> **GIVEN TASK**:
Convert every line of the rows below into a JSON list of strings, one string per line, skipping blank lines. Omit the picture lines from the list.

> **GIVEN RECORDS**:
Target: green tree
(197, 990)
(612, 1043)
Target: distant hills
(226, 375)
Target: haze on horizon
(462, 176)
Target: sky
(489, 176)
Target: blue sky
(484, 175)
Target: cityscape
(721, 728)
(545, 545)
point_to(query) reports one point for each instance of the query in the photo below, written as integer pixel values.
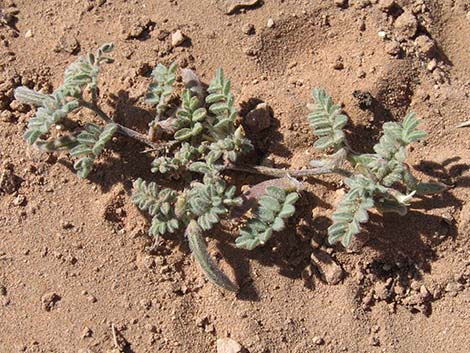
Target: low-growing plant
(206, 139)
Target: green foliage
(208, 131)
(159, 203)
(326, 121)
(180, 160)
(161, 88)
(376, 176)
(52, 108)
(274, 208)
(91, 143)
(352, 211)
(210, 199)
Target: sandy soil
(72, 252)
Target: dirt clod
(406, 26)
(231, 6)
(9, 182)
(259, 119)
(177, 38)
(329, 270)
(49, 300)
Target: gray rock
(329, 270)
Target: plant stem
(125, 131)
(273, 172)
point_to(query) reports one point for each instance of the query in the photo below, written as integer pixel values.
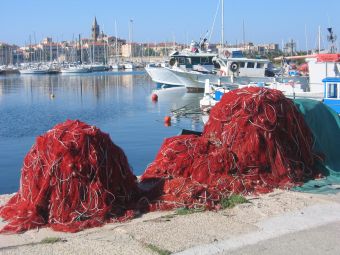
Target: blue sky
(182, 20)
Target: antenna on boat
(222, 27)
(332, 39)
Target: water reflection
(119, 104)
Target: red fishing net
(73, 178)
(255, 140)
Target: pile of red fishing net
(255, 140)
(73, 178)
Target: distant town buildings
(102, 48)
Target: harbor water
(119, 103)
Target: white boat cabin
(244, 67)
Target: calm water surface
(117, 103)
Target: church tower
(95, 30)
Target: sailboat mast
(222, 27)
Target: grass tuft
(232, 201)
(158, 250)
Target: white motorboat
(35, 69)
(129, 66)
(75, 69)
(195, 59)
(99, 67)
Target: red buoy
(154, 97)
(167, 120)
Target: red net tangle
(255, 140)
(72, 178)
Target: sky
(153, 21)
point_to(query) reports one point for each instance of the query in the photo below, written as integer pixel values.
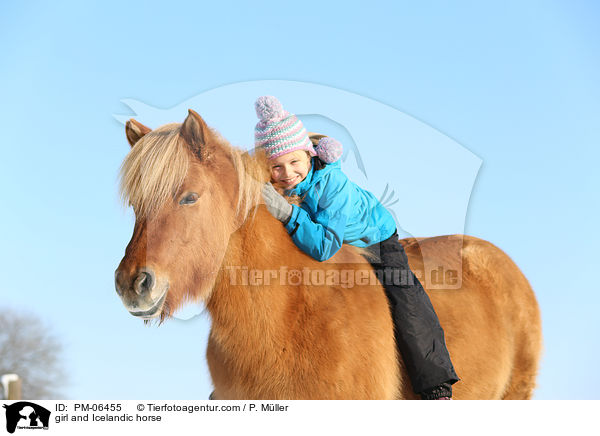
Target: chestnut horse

> **WRITTEN RESPONSE**:
[
  "Target: green tree",
  "(197, 990)",
  "(612, 1043)",
  "Target: distant hills",
  "(226, 375)",
  "Target: haze on horizon",
  "(462, 176)",
  "Target: sky",
  "(489, 176)",
  "Target: blue sky",
  "(484, 175)",
  "Target: cityscape",
  "(721, 728)",
  "(545, 545)",
  "point_to(query) reports one point for each instance of the query in the photo below, written as integer pixel values.",
  "Target: low-growing plant",
  "(206, 139)",
  "Target: green foliage",
  "(208, 131)",
  "(159, 203)",
  "(326, 121)",
  "(180, 160)",
  "(161, 88)",
  "(376, 176)",
  "(52, 108)",
  "(274, 208)",
  "(91, 143)",
  "(352, 211)",
  "(210, 199)",
  "Target: sandy soil",
  "(72, 252)",
  "Target: dirt clod",
  "(406, 26)",
  "(231, 6)",
  "(9, 182)",
  "(259, 119)",
  "(177, 38)",
  "(329, 270)",
  "(49, 300)",
  "Target: gray rock",
  "(329, 270)",
  "Target: plant stem",
  "(125, 131)",
  "(273, 172)",
  "point_to(query) reports one point for each instance of the query in the photo below, written as integer pixel values.",
  "Target: blue sky",
  "(182, 20)",
  "Target: antenna on boat",
  "(222, 27)",
  "(332, 39)",
  "Target: water reflection",
  "(119, 104)",
  "Target: red fishing net",
  "(73, 178)",
  "(255, 140)",
  "Target: pile of red fishing net",
  "(255, 140)",
  "(73, 178)",
  "Target: distant town buildings",
  "(102, 48)",
  "Target: harbor water",
  "(119, 103)",
  "Target: white boat cabin",
  "(244, 67)",
  "Target: calm water surface",
  "(117, 103)",
  "Target: church tower",
  "(95, 30)",
  "Target: sailboat mast",
  "(222, 27)",
  "Target: grass tuft",
  "(232, 201)",
  "(158, 250)",
  "Target: white motorboat",
  "(35, 69)",
  "(129, 66)",
  "(75, 69)",
  "(195, 59)",
  "(99, 67)",
  "Target: red buoy",
  "(154, 97)",
  "(167, 120)",
  "Target: red net tangle",
  "(255, 140)",
  "(72, 178)",
  "Target: sky",
  "(153, 21)",
  "point_to(query) reports one point for each instance of the query in the photo below, written as integer pixel values.",
  "Target: chestnut horse"
]